**Requirement**. Copy each line exactly.

**Data shown**.

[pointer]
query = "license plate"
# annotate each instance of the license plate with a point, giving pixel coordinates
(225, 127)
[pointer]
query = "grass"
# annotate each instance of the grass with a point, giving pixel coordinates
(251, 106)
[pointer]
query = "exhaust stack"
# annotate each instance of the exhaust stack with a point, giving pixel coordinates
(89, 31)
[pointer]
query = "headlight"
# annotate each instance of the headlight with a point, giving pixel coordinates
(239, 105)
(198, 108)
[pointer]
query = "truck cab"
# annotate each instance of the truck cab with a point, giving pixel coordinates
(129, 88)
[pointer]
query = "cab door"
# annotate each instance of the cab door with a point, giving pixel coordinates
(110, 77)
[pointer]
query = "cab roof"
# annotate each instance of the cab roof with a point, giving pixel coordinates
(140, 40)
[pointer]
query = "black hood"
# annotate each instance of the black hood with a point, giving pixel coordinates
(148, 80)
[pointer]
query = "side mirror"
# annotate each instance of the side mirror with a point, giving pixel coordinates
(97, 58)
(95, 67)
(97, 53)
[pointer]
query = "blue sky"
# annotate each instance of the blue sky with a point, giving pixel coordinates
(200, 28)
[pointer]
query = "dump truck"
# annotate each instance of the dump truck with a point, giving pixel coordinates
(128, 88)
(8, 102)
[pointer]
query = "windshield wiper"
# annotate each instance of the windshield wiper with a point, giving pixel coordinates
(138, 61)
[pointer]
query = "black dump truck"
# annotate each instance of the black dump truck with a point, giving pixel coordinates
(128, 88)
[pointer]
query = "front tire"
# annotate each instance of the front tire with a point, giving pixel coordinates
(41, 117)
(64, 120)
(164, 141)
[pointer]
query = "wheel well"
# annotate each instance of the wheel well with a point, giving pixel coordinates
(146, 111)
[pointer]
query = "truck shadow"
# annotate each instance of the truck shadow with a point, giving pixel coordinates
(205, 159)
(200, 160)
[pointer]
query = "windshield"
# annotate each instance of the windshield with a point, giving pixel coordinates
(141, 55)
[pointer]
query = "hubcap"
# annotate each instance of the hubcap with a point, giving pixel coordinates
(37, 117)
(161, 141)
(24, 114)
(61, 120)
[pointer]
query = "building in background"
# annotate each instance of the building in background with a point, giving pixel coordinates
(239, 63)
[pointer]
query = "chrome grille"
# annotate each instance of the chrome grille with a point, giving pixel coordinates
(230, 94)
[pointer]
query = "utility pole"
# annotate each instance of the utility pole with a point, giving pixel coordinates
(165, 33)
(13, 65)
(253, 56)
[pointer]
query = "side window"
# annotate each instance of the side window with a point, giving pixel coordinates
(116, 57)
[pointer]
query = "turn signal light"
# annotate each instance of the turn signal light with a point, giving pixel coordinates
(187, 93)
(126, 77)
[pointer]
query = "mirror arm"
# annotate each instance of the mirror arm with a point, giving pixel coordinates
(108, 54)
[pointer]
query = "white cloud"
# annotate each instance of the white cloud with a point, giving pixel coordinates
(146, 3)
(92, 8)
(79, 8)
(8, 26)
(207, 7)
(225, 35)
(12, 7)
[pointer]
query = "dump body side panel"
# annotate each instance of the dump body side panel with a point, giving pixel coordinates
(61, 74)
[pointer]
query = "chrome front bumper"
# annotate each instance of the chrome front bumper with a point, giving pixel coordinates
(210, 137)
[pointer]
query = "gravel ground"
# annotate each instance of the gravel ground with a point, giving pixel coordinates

**Full answer**.
[pointer]
query = "license plate"
# annotate each instance of the license plate with a point, giving pixel coordinates
(225, 127)
[pointer]
query = "grass"
# annotate each instance of the grass with a point, giving pixel coordinates
(251, 106)
[pointer]
query = "exhaust stack"
# annotate each instance of the exhaust stack with a point, giving pixel coordinates
(89, 31)
[pointer]
query = "headlight"
# annotate each instance of the headlight with a point, giving pixel coordinates
(239, 105)
(198, 108)
[pointer]
query = "truck cab"
# annotate each instance of the truck cab with a point, giving pixel coordinates
(129, 88)
[pointer]
query = "cab door"
# annotate each instance of the cab door with a point, giving pixel coordinates
(110, 77)
[pointer]
query = "cab roof"
# annotate each instance of the cab roof with a point, giving pixel coordinates
(140, 40)
[pointer]
query = "black hood"
# annotate each instance of the black hood with a point, giving pixel coordinates
(148, 80)
[pointer]
query = "side mirror"
# annotate each instance of the side mirror with a point, giving pixel coordinates
(97, 58)
(95, 67)
(97, 53)
[pointer]
query = "blue sky"
# annotate each instance of the blue sky with a point, giving pixel coordinates
(200, 28)
[pointer]
query = "dump truck"
# annotate each instance of the dump truck with a point, giving pixel coordinates
(128, 88)
(8, 102)
[pointer]
query = "windshield wiper"
# annotate each instance of the windshield wiper with a point, giving pixel coordinates
(138, 61)
[pointer]
query = "black dump truck"
# annotate each instance of the black dump truck with a point, giving pixel coordinates
(128, 88)
[pointer]
query = "front tire"
# annotate each instance of the front tire with a point, giving pixel coordinates
(41, 117)
(64, 120)
(164, 141)
[pointer]
query = "wheel well"
# annotate each instance of the wheel well with a point, giving pixel coordinates
(146, 111)
[pointer]
query = "truck shadow"
# annotate each instance of the truck shadow with a point, giving pixel coordinates
(205, 159)
(200, 160)
[pointer]
query = "windshield"
# annotate each instance of the windshield with a point, giving pixel coordinates
(141, 55)
[pointer]
query = "hubcap"
# annotate each instance of the hubcap with a point, giving pixel coordinates
(37, 117)
(161, 141)
(24, 114)
(61, 120)
[pointer]
query = "building in background"
# annotate each instance of the building in background with a point, giving pixel coordinates
(239, 63)
[pointer]
query = "chrome grille"
# annotate each instance of the chrome grille with a point, giving pixel coordinates
(230, 94)
[pointer]
query = "utility pole"
# annotate each instance of the utility pole with a point, giving pixel coordinates
(165, 33)
(13, 65)
(253, 56)
[pointer]
query = "side window"
# annotate each instance of the side window with a point, giving pixel coordinates
(116, 57)
[pointer]
query = "turn signal light"
# annotate each instance of the turn signal light with a point, giving pixel coordinates
(187, 93)
(126, 77)
[pointer]
query = "mirror arm"
# annotate each instance of the mirror arm with a point, giving pixel coordinates
(108, 54)
[pointer]
query = "white cloud"
# annotate each instance of the white cloud with a point, giving pixel coordinates
(146, 3)
(92, 8)
(79, 8)
(8, 26)
(207, 7)
(225, 35)
(12, 7)
[pointer]
query = "dump body side panel"
# annotate each instance of the dump body side panel with a point, giving pixel coordinates
(61, 74)
[pointer]
query = "chrome front bumper"
# annotate each instance of the chrome front bumper with a point, giving pixel coordinates
(210, 137)
[pointer]
query = "gravel ground"
# annotate each instance of the gravel ground with a point, giving pixel coordinates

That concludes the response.